- Excerpted text -
A first château was completed in 1632 by lake Stora Rängen.

Bjärka-Säby Château was built for Swedish diplomat and nobleman, Germund Louis Cederhielm. The building was based upon plans from a prominent Swedish landscape architect, Fredrik Magnus Piper. The second château was completed in the 1790s. The surrounding landscape was designed in the manner of a traditional English park. The building was subject to renovation in 1894–1898, based upon plans of architect Agi Lindegren (1858–1927). His work differ from Piper's design and resulted in a Baroque appearance.

Proposals for a restoration of the interior were advanced principally by Sigurd Curman, secretary of the Swedish National Heritage Board. Between 1920 and 1921, Erik Fant, architect at the Nordic Museum, conducted renovations reflecting the manor's origin in the late 1700s. The exterior has been allowed to retain the appearance resulting from the Agi Lindegren-based conversion.

Since 1980, the château has been owned by Sionförsamlingen i Linköping, the Swedish Pentecostal movement's church in Linköping. From 1996 on there are people from different denominations living a common life at the castle, praying, working and studying according to a simple rule. Out of this common life of prayer together with the visitors at retreats and seminars given at the château a need for something "more" arose and this gave birth to the independent Ecumenical Community of Bjärka-Säby with its members scattered throughout Scandinavia though regularly returning to the castle.

- Exercise requirements -
#1 Name every person mentioned in the passage about Bjärka-Säby Château.
#2 Write what comes next in the passage about Bjärka-Säby Château, picking up after its final sentence.

- Information provided -
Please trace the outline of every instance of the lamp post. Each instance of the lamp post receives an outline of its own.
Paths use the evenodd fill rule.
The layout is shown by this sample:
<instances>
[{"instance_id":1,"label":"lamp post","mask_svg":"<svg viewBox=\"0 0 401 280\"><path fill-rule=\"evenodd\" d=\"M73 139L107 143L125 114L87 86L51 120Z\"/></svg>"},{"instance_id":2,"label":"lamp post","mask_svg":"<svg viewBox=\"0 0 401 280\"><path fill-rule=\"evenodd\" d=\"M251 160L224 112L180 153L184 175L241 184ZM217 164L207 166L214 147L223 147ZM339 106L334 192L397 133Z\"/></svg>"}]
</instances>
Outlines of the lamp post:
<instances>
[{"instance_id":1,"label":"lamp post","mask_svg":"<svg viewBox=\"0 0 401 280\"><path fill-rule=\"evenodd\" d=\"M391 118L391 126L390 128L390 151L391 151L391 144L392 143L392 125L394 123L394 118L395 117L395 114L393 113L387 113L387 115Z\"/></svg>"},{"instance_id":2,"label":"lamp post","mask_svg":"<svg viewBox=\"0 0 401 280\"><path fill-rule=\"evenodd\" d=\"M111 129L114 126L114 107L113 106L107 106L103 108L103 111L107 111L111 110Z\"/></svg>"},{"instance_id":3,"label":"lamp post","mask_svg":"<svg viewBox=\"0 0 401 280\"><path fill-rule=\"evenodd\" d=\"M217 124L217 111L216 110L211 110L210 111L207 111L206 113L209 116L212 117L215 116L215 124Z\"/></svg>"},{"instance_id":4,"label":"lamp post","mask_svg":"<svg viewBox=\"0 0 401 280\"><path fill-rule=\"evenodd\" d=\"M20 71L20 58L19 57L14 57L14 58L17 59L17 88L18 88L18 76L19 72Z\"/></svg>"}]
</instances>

- Results by task -
#1 Germund Louis Cederhielm, Fredrik Magnus Piper, Agi Lindegren, Sigurd Curman, Erik Fant

#2
Inside the château hang portraits of Hedvig Ekman, Gustaf Aulén, Nathan Söderblom, and icons of Bridget of Sweden as well as traditional icons from the Russian Orthodox, Greek Orthodox, Coptic Orthodox tradition and icons painted by members of the community. The château also has a patristic library, as well as a side chapel that was built in the 18th century as a result of the devotion of the Pietist Lutheran Hedvig Ekman.

Peter Halldorf was the spiritual leader (preces) of the Ecumenical Community of Bjärka-Säby is from the start. New preces from 2017 is Jonas Eveborn.